▸ **INPUT FOR THIS TASK**:
--- START ---

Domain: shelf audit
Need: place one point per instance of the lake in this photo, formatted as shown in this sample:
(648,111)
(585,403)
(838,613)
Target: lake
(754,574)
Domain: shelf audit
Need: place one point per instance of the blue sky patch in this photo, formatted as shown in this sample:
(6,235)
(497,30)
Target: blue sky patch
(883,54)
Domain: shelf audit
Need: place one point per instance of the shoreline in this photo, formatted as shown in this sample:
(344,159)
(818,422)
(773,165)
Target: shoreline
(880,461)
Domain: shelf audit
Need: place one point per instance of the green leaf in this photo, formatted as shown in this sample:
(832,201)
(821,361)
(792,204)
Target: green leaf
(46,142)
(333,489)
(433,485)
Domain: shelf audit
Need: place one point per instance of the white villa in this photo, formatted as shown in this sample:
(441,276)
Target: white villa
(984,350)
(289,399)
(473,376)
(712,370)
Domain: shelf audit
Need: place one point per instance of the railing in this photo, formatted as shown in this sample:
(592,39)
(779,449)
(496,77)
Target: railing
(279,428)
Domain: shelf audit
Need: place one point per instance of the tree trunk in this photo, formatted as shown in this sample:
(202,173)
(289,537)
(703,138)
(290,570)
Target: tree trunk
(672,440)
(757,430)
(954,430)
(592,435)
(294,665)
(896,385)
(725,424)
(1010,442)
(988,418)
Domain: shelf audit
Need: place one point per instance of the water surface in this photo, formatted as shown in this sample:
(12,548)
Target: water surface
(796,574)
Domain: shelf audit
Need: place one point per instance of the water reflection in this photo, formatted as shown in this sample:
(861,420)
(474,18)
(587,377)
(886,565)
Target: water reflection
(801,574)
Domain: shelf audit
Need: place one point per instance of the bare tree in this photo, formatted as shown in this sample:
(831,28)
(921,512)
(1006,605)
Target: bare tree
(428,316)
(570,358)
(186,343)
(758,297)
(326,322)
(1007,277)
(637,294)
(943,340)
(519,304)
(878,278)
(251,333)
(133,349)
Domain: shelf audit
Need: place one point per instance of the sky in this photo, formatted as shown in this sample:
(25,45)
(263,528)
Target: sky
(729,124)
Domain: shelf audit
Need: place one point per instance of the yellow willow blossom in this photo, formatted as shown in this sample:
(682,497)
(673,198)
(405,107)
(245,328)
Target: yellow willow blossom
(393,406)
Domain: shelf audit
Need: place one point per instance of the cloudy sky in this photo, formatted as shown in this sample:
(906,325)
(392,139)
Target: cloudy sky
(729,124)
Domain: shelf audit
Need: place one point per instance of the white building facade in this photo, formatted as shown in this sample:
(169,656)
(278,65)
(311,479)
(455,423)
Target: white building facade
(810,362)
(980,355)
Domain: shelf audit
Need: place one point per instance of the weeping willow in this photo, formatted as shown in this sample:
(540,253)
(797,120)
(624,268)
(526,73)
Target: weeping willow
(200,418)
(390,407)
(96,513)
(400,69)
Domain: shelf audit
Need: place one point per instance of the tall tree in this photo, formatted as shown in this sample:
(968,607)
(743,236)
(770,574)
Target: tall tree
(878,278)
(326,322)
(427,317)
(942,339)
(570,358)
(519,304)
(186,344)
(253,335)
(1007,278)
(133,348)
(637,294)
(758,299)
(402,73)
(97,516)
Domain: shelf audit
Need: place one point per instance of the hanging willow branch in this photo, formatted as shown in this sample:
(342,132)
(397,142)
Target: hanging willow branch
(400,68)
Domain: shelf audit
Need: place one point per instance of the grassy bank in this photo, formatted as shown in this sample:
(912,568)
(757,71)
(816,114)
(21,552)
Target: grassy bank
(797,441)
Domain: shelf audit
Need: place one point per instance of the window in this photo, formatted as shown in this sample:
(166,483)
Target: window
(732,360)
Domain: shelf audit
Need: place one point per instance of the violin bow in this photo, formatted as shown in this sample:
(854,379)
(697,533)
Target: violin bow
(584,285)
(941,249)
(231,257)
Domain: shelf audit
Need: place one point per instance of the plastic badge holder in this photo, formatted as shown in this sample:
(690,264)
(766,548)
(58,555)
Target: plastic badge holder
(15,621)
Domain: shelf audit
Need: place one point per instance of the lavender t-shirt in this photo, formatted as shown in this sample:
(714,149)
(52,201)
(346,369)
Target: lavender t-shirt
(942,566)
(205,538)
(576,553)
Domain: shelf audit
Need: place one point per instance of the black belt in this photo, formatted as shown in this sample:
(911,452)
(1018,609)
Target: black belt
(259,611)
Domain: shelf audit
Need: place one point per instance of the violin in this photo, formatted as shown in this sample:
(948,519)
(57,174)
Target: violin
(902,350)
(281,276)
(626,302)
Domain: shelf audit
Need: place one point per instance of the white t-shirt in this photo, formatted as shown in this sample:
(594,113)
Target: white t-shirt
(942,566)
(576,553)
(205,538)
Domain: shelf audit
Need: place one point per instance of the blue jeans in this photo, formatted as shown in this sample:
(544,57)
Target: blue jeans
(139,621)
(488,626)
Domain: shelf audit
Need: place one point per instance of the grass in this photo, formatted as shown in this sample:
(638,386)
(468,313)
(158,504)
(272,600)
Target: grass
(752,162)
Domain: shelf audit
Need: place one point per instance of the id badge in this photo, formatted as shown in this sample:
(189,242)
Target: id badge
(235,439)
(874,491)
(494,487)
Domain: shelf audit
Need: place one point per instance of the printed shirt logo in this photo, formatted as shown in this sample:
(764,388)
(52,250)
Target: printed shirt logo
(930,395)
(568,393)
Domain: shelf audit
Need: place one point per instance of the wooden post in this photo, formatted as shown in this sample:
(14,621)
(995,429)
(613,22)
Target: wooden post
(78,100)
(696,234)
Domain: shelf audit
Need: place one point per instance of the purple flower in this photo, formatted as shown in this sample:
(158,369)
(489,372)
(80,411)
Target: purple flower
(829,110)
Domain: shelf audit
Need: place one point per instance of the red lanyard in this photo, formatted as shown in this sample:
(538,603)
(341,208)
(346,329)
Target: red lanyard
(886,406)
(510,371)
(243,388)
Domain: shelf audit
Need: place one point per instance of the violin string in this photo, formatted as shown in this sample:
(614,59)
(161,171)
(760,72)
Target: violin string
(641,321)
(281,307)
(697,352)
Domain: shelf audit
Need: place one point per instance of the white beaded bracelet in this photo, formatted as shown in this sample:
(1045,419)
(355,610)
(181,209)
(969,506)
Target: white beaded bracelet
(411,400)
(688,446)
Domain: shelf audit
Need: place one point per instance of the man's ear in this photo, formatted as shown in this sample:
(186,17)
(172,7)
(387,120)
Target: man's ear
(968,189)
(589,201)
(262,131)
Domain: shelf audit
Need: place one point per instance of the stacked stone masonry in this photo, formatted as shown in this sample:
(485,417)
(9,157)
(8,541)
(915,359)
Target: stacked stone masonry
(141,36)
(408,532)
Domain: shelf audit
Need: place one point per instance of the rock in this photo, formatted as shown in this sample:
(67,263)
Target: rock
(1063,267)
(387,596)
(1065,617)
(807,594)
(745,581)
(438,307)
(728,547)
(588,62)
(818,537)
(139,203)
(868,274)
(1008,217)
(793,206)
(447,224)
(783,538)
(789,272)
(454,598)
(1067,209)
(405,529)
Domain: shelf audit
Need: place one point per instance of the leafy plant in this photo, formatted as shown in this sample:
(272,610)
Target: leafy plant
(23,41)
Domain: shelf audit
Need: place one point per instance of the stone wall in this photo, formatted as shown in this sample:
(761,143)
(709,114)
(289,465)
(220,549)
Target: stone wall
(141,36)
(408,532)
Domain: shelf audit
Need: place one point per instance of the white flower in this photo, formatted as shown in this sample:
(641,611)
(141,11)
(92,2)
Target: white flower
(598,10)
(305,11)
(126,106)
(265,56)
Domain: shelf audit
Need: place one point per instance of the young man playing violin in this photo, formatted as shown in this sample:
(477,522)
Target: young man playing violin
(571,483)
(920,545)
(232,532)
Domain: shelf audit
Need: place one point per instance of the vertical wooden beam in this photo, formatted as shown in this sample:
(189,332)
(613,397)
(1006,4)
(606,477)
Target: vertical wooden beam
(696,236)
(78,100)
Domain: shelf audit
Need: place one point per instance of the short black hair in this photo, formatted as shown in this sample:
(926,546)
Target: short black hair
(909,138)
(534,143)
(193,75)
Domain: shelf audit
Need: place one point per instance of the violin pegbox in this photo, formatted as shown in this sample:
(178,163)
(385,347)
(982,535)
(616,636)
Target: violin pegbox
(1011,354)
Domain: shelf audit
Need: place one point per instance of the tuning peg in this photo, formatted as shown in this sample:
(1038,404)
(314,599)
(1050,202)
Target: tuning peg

--- END ---
--- START ---

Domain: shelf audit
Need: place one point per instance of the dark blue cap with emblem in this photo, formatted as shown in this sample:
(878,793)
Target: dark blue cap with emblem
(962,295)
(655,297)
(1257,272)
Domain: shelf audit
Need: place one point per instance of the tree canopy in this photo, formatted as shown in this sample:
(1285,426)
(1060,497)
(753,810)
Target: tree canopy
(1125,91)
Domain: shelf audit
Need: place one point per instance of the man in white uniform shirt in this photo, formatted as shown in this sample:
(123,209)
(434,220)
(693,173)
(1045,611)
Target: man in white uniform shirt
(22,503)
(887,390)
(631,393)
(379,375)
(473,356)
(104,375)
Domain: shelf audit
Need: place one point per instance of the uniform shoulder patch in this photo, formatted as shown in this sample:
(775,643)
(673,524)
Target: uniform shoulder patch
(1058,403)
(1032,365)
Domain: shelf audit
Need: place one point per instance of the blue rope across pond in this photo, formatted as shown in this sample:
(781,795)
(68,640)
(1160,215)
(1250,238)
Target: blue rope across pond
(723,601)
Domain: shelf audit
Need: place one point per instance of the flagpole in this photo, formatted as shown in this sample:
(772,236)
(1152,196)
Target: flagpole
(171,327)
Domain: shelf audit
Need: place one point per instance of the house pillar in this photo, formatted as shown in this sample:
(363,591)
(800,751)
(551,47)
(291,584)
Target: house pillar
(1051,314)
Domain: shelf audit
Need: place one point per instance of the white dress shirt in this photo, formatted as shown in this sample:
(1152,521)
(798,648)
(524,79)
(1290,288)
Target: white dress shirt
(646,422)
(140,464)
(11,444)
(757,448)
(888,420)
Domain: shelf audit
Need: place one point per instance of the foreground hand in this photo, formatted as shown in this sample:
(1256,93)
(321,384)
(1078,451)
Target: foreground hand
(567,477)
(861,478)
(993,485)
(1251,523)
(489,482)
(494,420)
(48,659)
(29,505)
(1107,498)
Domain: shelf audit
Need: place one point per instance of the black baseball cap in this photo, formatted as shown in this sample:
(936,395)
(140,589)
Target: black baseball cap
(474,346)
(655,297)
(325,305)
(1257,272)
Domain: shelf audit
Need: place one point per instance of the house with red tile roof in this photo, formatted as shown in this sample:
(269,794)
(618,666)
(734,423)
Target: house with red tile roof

--- END ---

Wherever the word "tuning" appears in the listing above, copy the whole line.

Need: place one point per instance of the tuning peg in this photo, formatted as shown in this sample:
Target: tuning peg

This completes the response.